-- begin --

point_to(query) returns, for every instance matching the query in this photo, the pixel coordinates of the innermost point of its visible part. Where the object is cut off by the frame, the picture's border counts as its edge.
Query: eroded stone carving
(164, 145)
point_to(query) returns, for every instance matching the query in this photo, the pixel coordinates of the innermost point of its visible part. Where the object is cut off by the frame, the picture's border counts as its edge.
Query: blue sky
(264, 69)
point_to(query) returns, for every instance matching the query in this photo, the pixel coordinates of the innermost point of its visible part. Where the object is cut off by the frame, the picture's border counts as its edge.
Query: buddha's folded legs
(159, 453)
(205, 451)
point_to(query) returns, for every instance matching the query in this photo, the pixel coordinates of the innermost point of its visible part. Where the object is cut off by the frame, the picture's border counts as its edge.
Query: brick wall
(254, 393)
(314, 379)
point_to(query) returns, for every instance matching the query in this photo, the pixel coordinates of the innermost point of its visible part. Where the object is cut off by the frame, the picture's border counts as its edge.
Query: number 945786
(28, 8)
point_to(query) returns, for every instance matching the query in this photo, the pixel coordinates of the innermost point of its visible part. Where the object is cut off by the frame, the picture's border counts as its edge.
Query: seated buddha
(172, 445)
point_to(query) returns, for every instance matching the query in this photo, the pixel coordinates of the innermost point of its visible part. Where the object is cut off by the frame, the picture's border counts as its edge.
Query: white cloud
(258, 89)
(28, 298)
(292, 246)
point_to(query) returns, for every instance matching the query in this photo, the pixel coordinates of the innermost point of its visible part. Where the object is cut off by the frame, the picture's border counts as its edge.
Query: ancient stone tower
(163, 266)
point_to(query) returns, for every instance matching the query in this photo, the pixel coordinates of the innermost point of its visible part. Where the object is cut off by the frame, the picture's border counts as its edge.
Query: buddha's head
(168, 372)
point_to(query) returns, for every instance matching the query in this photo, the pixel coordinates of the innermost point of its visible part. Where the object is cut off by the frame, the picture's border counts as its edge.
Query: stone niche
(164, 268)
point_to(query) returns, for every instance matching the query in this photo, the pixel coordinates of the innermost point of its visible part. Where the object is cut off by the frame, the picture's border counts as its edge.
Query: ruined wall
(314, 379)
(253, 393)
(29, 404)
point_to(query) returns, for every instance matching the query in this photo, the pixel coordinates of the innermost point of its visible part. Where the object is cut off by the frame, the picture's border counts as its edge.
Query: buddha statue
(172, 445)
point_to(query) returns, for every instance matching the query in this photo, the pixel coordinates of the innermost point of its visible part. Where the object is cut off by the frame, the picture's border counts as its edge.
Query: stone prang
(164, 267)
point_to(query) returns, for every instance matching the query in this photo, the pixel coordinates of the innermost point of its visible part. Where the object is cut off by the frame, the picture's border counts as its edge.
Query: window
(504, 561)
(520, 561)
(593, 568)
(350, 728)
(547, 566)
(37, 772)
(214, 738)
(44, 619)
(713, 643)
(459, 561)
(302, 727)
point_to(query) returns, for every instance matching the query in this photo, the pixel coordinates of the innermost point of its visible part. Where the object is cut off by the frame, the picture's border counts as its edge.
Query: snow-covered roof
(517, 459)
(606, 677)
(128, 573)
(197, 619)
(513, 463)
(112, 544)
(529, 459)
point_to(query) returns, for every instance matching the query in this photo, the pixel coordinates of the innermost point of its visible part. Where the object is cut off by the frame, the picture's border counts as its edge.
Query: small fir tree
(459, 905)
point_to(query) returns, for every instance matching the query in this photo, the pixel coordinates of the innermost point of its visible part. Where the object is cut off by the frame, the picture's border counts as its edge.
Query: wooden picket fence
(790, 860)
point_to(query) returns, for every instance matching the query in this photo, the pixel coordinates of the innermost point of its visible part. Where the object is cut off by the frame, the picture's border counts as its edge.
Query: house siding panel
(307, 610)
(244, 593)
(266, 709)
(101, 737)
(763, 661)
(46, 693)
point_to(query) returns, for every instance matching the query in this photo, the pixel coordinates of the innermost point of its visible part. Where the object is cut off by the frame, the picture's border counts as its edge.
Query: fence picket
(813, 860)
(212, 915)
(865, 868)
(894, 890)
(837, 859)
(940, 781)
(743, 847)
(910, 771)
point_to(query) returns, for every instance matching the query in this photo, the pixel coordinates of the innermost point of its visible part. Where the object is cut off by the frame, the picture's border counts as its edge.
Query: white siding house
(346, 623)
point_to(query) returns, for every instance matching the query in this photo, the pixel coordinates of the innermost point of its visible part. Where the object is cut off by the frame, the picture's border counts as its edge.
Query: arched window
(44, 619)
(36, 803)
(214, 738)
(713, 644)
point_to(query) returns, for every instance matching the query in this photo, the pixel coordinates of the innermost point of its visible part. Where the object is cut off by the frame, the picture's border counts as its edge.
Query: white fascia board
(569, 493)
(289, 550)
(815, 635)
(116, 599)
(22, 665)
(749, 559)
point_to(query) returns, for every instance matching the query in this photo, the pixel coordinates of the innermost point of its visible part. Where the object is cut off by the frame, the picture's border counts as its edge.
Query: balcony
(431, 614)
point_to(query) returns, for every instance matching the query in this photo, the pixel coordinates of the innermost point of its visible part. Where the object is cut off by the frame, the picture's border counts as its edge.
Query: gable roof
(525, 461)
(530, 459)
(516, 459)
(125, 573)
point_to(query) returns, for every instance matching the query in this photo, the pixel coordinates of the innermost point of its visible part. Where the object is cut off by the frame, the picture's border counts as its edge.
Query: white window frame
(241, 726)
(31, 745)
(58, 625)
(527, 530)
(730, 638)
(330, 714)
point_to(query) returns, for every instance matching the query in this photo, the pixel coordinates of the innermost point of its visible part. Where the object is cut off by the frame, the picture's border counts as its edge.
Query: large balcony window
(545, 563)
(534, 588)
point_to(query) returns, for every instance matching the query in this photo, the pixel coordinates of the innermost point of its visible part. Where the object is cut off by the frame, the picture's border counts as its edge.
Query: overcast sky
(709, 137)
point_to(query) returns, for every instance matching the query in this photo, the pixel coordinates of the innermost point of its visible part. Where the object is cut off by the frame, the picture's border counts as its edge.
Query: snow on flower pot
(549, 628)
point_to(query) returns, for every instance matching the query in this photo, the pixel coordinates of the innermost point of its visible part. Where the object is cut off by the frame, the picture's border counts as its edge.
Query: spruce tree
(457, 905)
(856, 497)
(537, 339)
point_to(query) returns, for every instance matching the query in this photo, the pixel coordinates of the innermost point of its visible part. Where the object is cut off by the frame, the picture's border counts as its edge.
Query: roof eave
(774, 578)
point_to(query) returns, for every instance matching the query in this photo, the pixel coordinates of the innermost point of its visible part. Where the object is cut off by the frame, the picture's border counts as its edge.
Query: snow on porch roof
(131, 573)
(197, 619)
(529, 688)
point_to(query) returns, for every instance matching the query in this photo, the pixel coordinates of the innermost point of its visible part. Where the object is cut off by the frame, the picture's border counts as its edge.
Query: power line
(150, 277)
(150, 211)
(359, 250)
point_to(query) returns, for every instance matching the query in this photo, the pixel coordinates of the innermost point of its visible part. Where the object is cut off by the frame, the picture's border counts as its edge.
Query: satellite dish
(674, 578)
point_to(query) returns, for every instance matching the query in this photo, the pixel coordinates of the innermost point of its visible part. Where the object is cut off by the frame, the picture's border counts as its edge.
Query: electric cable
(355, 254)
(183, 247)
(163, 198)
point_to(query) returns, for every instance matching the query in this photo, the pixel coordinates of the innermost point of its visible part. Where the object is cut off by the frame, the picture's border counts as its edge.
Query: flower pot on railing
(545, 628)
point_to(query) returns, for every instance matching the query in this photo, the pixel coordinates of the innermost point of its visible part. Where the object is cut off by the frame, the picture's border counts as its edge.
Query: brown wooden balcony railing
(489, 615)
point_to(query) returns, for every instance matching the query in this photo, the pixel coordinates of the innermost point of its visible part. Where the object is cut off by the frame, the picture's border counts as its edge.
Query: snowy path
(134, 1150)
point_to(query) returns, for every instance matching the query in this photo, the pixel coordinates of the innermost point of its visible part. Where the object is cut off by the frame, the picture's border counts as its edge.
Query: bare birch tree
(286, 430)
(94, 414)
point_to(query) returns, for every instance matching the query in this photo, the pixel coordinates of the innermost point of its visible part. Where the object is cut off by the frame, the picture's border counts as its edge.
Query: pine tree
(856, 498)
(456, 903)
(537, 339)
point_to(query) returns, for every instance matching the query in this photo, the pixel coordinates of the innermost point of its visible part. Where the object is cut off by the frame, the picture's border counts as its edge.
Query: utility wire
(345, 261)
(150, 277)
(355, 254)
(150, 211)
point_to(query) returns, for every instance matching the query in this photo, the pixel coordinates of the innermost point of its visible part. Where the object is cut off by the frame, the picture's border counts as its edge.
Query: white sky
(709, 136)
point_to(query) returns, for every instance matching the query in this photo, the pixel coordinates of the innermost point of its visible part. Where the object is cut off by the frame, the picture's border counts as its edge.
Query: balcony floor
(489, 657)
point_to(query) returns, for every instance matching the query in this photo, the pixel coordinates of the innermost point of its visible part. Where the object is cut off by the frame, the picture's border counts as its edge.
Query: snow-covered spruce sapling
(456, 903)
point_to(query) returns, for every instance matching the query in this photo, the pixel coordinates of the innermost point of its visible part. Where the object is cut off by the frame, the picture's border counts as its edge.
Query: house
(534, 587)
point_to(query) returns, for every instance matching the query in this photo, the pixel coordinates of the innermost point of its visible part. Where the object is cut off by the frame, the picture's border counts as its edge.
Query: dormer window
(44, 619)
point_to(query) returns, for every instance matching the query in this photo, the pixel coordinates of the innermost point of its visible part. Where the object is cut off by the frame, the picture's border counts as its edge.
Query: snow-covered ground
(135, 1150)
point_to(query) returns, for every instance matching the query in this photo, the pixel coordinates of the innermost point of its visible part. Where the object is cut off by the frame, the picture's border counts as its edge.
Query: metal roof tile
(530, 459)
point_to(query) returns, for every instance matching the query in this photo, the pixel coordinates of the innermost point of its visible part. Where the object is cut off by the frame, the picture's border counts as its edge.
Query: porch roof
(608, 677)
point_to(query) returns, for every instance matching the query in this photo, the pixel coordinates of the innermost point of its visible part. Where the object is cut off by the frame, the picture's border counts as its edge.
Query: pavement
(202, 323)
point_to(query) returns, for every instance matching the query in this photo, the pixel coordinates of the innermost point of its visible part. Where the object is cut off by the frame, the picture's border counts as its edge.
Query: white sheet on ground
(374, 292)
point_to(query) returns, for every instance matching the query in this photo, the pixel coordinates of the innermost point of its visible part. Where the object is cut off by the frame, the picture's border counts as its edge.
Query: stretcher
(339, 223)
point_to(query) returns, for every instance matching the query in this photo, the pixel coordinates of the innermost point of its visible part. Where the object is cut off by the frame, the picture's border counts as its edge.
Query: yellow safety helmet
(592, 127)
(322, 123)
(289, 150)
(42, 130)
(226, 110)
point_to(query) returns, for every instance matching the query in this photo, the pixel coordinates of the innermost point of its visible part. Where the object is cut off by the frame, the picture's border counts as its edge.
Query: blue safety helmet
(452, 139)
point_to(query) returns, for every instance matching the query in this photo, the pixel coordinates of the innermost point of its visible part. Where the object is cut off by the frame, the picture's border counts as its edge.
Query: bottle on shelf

-- end --

## WRITTEN REQUEST
From the listing above, pull out every line that contains the word "fence", and note that case counts.

## FULL OUTPUT
Query: wooden picket fence
Query: fence picket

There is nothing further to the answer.